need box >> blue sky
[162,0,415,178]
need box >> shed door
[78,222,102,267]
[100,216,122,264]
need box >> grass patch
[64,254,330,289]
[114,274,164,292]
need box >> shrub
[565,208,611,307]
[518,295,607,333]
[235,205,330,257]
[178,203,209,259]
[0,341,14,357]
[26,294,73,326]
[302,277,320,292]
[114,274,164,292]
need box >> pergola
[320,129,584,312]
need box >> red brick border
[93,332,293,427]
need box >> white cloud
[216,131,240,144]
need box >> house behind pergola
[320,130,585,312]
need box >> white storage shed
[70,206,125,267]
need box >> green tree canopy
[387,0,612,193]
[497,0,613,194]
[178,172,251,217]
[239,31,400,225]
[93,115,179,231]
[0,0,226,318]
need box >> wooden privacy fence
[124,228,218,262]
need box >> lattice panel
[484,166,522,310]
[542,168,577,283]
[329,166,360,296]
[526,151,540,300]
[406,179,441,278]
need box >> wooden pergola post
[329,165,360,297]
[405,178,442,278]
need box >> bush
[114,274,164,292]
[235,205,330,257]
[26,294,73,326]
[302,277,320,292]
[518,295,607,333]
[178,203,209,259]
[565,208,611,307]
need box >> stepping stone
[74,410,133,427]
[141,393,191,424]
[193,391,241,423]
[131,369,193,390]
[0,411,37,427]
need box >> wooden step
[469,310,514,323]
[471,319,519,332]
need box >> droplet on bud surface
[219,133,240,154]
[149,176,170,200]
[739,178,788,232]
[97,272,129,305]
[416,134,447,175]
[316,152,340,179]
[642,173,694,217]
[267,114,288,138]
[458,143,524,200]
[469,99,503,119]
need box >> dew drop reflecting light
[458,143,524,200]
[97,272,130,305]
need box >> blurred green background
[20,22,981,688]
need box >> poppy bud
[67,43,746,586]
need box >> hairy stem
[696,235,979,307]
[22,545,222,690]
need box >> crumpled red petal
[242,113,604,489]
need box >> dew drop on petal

+ + + +

— Short exercise —
Extract each line of the items above that contains the word "wooden".

— Response below —
need box >> wooden privacy fence
need box >> wooden pergola post
need box >> wooden step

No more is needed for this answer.